## WHAT IS NEEDED
Count the lines in the records below that contain the word "cloud", and give only that number.

(Dataset excerpt)
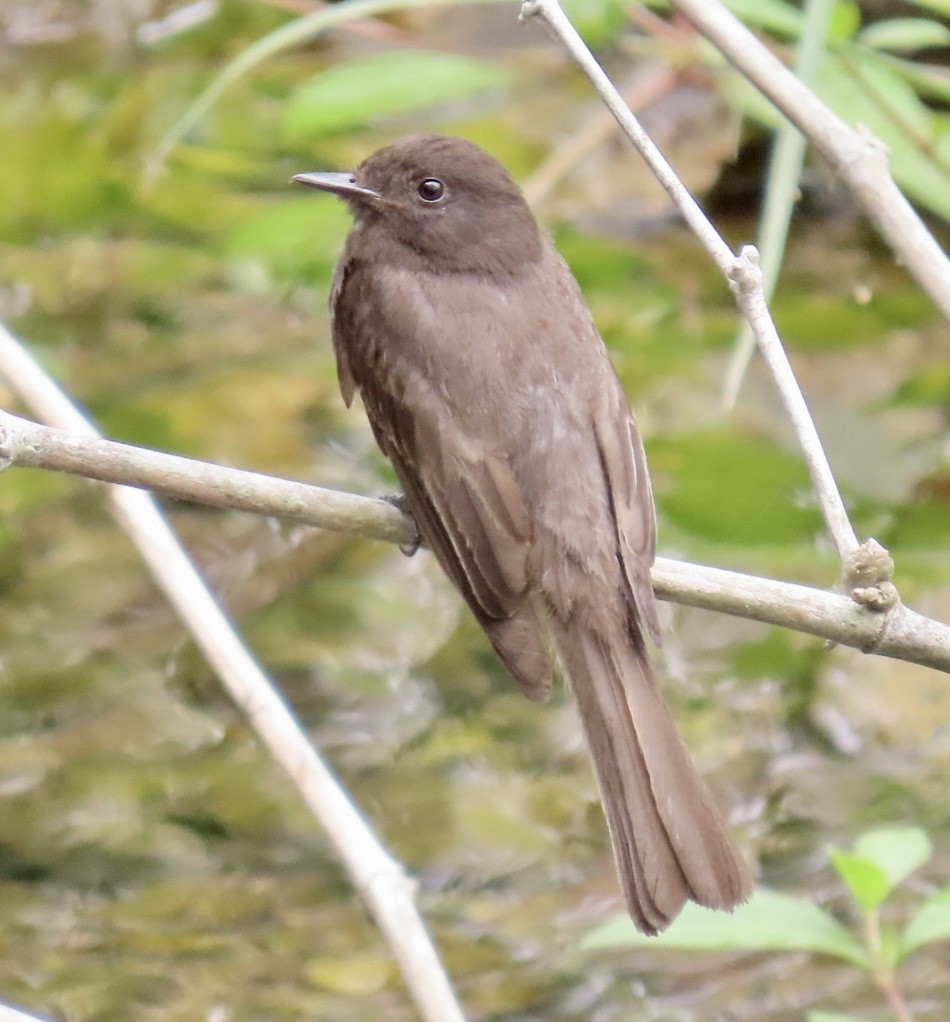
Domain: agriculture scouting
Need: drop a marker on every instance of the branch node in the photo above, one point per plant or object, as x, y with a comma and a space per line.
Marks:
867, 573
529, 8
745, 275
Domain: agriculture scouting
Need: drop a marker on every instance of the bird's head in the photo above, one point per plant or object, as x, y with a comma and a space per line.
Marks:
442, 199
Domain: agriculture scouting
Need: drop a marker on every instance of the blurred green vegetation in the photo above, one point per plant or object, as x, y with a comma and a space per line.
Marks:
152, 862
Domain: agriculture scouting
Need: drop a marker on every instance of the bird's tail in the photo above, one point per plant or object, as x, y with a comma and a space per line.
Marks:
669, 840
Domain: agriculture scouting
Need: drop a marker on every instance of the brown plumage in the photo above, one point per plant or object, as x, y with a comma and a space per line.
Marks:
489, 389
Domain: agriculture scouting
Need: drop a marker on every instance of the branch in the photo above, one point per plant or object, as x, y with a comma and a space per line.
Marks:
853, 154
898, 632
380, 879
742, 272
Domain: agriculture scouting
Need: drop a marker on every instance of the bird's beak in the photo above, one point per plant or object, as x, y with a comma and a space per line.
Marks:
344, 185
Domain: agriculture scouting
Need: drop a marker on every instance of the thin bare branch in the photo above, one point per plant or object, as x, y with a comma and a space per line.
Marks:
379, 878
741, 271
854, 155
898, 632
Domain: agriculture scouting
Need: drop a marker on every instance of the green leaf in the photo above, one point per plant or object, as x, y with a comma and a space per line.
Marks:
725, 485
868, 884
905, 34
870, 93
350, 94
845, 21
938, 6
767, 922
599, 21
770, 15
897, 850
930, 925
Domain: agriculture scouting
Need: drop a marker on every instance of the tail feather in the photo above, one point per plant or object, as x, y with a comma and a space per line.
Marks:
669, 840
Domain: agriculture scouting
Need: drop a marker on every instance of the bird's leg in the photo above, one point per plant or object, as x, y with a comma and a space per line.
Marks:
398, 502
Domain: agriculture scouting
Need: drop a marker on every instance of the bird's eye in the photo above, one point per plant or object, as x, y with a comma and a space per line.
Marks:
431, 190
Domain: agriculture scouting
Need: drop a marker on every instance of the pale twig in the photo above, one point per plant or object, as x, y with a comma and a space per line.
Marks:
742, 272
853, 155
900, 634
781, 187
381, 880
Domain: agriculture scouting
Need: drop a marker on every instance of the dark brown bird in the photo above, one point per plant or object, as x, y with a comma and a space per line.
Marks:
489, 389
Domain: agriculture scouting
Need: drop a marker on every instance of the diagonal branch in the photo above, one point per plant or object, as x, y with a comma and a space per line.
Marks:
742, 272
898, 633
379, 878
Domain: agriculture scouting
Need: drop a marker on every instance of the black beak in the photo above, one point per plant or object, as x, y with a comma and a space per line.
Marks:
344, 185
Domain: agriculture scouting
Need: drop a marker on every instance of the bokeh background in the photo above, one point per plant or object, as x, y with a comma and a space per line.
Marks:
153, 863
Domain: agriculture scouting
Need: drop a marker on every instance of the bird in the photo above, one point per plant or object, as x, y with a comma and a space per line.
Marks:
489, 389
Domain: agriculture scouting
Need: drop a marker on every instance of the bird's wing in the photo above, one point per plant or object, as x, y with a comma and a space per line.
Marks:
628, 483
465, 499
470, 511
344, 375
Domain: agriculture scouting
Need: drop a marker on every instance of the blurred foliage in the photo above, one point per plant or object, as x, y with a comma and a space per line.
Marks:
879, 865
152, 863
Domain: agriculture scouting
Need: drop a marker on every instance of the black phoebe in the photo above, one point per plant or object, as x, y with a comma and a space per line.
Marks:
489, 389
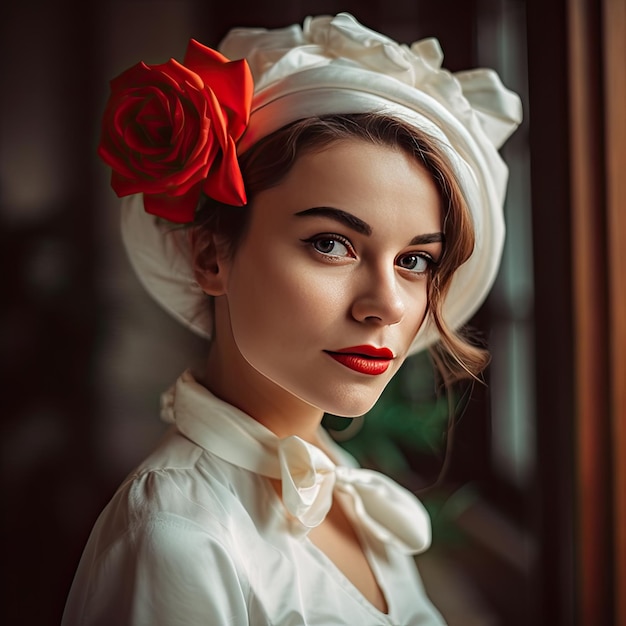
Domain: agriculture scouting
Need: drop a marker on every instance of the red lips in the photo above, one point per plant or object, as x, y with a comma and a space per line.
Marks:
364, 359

---

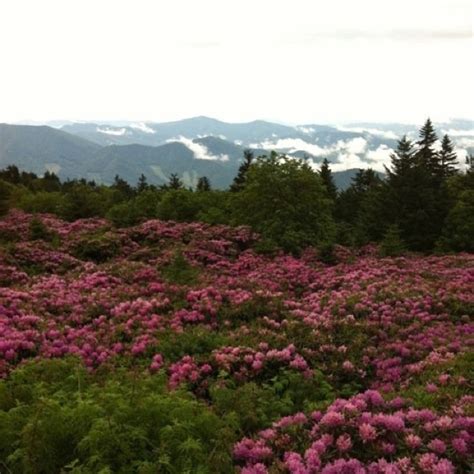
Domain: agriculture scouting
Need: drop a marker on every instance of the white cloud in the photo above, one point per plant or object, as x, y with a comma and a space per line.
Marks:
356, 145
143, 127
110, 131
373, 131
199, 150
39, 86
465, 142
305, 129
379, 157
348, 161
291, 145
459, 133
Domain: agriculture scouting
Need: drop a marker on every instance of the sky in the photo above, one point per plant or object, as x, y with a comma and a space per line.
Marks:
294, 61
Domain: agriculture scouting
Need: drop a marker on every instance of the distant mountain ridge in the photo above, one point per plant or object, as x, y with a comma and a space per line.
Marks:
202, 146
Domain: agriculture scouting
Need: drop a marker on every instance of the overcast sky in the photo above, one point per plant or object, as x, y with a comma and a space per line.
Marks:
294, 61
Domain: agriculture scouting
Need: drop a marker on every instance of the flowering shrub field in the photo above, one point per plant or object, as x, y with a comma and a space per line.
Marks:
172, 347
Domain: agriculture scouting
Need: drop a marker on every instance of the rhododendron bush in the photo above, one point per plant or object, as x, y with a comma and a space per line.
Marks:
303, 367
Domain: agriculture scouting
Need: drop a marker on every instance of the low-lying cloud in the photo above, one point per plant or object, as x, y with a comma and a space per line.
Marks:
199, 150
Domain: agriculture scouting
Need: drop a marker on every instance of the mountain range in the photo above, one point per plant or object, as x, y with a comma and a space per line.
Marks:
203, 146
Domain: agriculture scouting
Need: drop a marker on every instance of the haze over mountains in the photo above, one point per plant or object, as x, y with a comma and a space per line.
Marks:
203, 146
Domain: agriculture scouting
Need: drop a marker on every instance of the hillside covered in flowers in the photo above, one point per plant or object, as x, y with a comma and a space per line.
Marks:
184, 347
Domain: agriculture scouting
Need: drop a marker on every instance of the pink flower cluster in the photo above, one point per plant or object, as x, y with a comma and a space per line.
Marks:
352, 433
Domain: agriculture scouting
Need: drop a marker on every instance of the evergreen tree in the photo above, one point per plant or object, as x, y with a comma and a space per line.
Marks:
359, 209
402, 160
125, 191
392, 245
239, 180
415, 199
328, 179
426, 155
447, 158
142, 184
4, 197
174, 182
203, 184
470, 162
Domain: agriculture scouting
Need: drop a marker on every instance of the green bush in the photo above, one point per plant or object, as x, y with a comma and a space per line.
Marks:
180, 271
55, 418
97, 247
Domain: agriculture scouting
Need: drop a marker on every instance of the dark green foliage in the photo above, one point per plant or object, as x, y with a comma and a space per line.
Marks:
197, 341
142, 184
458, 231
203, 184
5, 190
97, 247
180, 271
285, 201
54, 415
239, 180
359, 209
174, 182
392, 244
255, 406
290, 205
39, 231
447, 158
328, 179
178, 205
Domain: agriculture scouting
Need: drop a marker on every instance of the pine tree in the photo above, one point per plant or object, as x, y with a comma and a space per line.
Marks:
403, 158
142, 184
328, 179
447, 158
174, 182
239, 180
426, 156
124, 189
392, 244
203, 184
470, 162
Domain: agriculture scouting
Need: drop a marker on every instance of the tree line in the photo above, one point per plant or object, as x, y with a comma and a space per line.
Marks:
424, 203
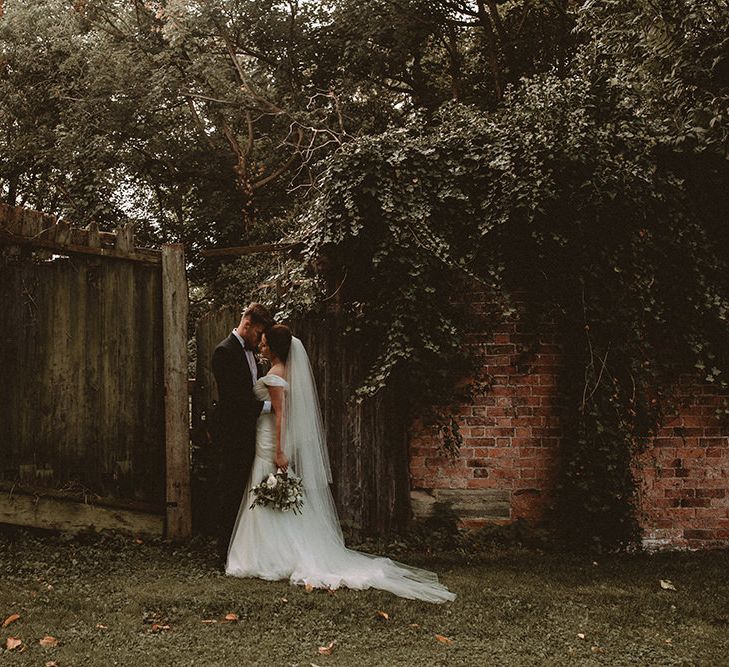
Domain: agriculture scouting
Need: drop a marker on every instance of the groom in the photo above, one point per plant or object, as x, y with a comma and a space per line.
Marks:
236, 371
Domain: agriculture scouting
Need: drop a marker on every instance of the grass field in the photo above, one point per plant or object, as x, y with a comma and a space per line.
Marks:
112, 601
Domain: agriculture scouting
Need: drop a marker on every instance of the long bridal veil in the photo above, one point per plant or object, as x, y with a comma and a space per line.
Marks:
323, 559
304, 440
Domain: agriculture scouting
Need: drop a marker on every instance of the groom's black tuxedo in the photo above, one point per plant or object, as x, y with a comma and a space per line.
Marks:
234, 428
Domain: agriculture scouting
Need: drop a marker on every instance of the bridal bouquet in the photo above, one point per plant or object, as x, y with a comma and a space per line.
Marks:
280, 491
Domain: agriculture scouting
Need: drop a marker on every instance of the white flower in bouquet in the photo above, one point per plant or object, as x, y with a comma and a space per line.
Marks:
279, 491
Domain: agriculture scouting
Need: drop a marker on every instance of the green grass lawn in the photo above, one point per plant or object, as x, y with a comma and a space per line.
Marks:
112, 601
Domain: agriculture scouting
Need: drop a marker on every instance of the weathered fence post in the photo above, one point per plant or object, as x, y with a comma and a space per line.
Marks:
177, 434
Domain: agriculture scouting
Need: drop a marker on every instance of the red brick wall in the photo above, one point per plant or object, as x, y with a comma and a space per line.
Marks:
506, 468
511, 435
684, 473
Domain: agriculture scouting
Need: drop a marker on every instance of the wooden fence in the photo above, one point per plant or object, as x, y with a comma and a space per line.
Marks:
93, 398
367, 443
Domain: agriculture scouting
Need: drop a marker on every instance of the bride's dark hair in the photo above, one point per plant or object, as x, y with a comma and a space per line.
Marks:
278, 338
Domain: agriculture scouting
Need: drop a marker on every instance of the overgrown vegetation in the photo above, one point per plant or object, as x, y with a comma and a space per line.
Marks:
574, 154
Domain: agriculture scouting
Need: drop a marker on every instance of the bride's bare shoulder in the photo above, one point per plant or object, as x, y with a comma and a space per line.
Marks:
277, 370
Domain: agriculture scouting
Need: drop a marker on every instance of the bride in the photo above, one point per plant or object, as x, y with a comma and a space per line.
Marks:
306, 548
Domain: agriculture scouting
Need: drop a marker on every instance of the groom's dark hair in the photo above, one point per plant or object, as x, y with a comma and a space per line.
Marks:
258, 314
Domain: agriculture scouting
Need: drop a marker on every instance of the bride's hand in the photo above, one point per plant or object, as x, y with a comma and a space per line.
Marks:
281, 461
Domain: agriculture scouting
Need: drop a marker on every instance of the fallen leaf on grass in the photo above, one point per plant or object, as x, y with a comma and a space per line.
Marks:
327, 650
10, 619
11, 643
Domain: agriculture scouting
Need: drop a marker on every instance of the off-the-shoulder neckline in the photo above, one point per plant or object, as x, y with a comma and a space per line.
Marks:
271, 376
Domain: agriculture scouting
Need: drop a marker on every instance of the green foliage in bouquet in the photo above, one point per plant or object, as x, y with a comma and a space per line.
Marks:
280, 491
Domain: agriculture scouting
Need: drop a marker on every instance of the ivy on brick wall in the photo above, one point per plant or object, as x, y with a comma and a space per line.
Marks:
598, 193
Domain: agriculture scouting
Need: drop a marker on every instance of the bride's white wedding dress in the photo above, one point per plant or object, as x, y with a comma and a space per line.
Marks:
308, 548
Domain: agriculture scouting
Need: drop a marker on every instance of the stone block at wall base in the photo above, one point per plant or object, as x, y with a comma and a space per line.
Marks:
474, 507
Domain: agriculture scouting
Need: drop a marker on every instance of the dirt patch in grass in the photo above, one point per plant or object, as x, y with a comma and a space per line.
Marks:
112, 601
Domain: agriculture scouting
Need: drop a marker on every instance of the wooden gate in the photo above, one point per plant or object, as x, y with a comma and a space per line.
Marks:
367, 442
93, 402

* * *

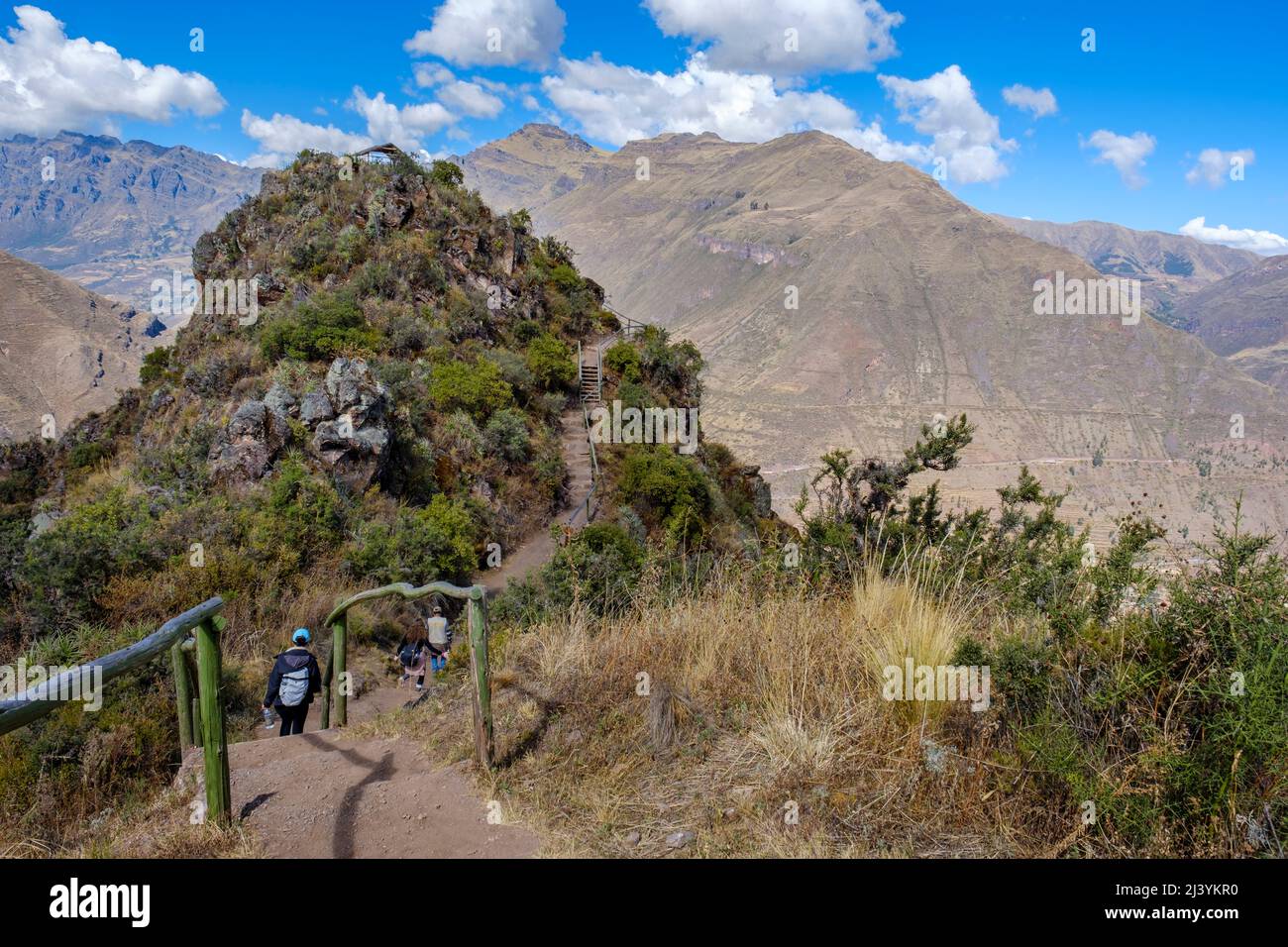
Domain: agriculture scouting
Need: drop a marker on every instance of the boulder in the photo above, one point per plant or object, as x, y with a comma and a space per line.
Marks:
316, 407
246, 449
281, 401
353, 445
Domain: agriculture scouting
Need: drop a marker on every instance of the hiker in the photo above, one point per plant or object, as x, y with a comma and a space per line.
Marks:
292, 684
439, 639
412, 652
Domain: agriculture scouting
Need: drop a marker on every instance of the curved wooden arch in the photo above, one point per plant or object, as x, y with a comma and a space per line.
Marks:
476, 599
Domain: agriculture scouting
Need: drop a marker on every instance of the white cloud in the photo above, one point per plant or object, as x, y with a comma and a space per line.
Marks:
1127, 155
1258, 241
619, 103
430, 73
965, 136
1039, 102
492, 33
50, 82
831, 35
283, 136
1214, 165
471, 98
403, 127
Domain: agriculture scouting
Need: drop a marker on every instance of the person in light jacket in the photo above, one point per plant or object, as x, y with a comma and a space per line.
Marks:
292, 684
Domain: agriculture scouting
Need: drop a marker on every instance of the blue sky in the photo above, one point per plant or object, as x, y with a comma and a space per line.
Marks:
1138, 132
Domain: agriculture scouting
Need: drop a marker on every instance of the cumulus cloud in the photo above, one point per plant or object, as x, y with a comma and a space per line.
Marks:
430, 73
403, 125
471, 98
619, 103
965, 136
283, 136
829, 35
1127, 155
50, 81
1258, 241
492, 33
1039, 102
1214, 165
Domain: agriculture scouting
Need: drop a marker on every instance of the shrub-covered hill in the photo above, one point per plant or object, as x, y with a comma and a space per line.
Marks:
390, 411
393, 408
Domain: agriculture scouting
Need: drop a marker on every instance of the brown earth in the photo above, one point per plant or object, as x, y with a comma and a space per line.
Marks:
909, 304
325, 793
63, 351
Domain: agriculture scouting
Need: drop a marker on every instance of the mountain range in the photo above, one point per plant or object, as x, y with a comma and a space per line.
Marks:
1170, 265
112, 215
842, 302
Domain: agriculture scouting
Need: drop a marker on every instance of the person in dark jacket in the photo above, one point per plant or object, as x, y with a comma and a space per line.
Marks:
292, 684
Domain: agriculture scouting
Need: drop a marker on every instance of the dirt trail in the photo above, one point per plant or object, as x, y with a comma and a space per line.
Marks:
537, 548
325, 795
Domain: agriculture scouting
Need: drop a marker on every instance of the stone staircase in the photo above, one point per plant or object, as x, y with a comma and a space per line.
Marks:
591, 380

## TASK SOLUTION
4